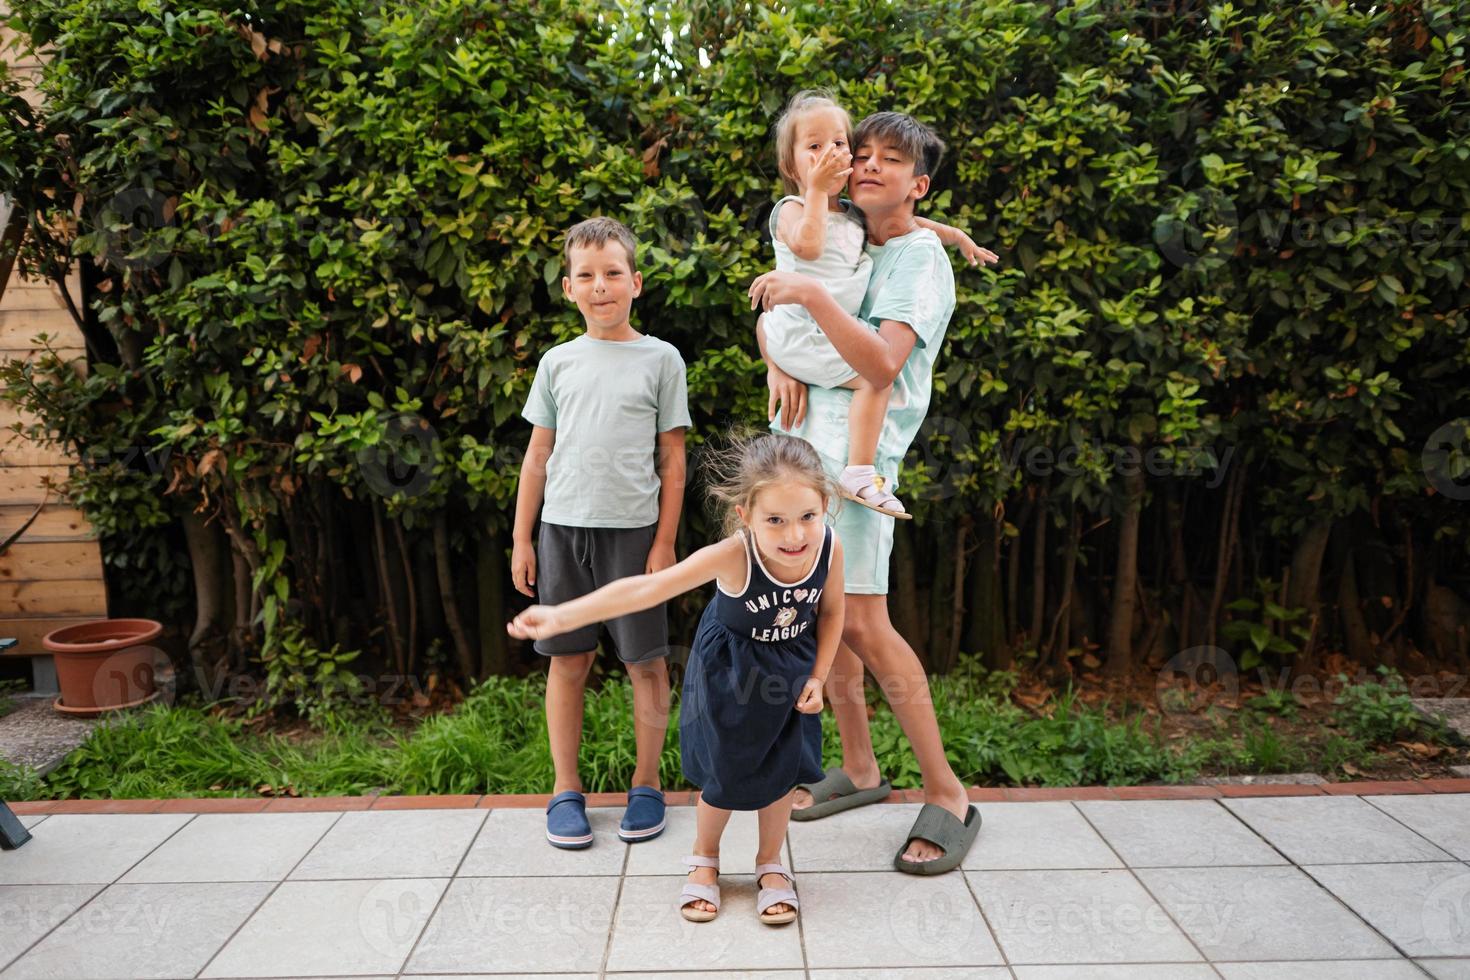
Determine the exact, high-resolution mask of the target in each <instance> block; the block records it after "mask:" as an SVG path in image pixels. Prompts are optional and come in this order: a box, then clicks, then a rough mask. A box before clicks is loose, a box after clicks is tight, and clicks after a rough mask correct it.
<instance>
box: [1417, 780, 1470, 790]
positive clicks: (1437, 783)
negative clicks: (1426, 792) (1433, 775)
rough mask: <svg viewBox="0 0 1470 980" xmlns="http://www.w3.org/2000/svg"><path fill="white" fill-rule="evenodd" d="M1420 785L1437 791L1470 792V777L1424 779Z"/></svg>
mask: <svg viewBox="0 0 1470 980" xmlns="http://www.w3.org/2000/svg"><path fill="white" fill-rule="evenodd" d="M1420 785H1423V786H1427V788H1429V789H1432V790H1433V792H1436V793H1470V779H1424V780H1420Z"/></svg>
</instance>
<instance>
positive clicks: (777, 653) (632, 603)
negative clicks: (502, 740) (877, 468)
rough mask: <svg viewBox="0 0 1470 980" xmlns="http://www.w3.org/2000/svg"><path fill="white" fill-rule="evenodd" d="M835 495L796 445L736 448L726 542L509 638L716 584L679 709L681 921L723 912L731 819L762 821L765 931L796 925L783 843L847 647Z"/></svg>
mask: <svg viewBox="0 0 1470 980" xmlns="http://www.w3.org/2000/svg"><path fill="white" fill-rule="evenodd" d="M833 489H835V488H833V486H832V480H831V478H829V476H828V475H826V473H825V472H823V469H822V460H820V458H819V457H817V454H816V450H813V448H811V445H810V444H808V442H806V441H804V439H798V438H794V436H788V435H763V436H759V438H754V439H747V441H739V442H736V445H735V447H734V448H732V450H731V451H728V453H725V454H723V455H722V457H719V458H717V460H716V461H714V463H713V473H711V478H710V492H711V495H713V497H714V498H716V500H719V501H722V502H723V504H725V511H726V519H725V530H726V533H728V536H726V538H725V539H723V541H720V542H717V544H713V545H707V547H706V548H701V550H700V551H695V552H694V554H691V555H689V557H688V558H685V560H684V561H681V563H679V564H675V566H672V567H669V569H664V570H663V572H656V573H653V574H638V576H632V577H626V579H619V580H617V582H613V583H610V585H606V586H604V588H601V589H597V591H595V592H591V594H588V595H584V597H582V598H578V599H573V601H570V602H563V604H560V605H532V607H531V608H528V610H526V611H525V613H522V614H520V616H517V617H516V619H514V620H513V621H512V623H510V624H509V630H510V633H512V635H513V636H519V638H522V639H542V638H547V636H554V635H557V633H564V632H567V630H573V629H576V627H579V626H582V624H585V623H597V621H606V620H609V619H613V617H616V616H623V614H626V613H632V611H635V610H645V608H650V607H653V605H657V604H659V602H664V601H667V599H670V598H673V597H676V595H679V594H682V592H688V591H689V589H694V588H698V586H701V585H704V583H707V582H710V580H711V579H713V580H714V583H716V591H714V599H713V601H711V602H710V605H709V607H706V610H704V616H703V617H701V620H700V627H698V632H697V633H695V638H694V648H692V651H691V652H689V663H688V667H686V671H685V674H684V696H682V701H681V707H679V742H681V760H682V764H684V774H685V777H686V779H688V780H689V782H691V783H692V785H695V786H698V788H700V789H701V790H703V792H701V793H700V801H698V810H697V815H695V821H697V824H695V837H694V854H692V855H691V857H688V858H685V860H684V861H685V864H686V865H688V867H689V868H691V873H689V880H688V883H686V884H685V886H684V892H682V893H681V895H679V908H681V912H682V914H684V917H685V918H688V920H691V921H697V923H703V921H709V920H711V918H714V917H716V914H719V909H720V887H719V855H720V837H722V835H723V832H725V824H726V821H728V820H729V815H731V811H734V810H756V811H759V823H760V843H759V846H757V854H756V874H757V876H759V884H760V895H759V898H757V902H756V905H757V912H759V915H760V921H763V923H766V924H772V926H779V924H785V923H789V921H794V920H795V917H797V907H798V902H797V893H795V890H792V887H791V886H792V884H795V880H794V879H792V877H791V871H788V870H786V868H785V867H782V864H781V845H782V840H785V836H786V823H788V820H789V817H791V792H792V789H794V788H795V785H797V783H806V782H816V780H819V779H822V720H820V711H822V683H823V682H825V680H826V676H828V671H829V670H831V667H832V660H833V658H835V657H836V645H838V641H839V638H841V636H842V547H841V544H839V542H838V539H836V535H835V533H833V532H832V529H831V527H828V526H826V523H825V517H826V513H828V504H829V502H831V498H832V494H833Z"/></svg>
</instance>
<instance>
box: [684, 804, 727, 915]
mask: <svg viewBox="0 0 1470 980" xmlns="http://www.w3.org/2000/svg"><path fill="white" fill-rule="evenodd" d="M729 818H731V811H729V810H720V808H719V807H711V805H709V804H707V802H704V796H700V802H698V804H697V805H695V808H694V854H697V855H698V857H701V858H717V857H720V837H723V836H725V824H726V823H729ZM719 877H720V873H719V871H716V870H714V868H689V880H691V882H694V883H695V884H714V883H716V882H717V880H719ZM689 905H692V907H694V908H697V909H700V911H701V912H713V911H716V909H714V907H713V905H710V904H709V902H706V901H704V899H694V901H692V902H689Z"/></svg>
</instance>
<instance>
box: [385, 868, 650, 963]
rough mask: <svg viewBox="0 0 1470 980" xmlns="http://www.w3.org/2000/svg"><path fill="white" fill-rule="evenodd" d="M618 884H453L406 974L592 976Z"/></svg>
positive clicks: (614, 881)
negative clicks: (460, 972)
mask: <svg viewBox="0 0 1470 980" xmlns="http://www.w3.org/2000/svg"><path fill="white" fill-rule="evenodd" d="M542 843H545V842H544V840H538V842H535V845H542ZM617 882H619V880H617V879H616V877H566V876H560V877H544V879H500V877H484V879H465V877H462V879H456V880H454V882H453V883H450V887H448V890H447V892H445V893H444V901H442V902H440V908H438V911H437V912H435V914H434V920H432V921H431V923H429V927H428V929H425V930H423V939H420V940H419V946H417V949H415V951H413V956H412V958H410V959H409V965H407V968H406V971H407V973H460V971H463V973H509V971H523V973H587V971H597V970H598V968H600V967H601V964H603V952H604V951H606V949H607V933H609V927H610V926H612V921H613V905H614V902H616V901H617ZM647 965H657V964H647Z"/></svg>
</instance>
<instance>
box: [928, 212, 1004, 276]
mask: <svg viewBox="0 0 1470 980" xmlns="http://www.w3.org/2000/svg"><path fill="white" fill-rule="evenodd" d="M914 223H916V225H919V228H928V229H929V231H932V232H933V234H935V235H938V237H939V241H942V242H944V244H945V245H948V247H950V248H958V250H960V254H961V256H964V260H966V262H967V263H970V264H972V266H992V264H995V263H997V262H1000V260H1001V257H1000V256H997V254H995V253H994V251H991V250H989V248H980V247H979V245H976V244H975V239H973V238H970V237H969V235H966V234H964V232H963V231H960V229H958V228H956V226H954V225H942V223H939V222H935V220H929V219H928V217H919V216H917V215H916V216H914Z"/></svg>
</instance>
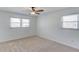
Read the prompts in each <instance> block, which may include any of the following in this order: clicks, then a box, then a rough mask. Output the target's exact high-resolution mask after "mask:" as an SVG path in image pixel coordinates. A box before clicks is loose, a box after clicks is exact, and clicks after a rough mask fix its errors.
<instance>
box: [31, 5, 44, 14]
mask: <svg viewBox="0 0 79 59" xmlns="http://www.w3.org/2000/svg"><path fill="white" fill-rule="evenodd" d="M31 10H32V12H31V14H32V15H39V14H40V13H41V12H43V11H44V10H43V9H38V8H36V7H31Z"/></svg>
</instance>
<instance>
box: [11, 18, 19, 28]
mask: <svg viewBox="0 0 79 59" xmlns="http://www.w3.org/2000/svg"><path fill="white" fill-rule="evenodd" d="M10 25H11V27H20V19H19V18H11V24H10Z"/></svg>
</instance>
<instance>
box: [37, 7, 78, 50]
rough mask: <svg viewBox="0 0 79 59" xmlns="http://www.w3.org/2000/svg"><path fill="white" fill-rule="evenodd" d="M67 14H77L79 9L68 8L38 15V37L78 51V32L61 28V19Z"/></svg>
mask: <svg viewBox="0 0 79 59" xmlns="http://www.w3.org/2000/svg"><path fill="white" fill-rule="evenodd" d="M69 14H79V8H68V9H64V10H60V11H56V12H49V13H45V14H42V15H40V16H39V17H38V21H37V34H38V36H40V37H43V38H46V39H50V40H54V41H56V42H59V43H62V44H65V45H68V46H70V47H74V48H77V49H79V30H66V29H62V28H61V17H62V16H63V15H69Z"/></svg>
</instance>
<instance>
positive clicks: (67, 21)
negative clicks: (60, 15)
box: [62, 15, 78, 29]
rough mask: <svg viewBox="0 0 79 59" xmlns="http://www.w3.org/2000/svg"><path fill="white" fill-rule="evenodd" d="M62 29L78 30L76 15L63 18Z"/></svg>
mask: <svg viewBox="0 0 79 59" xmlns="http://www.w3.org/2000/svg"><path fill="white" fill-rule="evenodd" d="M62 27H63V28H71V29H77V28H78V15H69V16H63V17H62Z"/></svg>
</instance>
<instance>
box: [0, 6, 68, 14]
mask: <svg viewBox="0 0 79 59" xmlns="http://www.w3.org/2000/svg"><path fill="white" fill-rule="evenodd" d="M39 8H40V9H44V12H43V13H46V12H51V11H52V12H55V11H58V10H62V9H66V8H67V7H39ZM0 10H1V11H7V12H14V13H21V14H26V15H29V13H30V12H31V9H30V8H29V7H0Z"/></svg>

------

Look over the listing above and copy each line that contains "positive".

positive clicks: (1437, 783)
positive clicks: (777, 653) (632, 603)
positive clicks: (614, 881)
positive clicks: (67, 21)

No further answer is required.